- [WORK REQUIRED]: Copy out the lines of the records below, and only those lines, from the one with "column 1126, row 714" through the one with "column 355, row 624", exactly as they appear.

(Region pointing data)
⁂

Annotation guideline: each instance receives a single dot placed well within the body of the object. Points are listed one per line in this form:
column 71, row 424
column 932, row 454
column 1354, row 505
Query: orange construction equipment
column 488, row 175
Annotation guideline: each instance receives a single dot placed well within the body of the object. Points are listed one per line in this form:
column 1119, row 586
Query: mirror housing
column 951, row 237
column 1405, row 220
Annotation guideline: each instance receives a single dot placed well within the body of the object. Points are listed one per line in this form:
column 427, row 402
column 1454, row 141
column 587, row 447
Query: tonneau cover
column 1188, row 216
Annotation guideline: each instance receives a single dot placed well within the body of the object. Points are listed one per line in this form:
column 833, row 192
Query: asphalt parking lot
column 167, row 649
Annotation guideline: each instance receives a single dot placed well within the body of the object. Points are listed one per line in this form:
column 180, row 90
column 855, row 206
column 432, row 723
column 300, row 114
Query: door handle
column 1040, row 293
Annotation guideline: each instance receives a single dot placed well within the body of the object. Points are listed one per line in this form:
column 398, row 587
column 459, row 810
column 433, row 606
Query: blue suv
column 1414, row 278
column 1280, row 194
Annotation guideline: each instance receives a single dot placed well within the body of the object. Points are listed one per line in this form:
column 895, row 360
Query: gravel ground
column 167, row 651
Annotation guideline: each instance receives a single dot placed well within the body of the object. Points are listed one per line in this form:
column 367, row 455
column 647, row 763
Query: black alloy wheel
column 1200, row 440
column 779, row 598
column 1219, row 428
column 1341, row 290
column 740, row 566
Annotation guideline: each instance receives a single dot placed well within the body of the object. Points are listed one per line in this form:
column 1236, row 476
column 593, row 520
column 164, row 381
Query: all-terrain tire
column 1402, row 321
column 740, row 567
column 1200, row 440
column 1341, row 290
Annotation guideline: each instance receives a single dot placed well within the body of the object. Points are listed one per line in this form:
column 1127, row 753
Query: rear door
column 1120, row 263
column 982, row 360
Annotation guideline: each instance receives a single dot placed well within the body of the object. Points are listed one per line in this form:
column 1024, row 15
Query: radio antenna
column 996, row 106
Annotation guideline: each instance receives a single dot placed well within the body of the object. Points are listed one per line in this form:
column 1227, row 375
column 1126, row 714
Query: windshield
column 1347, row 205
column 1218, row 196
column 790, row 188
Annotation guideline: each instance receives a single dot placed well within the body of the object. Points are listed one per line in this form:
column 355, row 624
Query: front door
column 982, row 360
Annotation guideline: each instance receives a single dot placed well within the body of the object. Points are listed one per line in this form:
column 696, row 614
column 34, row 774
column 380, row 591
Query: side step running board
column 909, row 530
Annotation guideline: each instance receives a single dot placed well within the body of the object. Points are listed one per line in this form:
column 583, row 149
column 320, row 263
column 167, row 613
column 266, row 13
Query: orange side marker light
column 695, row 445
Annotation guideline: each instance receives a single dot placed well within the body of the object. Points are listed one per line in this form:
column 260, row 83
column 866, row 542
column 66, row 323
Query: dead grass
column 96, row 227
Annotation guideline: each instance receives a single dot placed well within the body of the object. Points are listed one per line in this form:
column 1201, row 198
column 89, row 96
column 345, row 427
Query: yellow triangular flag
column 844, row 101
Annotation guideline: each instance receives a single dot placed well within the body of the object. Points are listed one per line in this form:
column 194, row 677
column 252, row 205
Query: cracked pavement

⁂

- [ANSWER FOR THIS EXERCISE]:
column 1126, row 714
Query: windshield
column 1347, row 205
column 1218, row 196
column 790, row 188
Annotation guideline: each instance receives a single dot placed well within the body of the object. Points are listed one per line in this form:
column 355, row 624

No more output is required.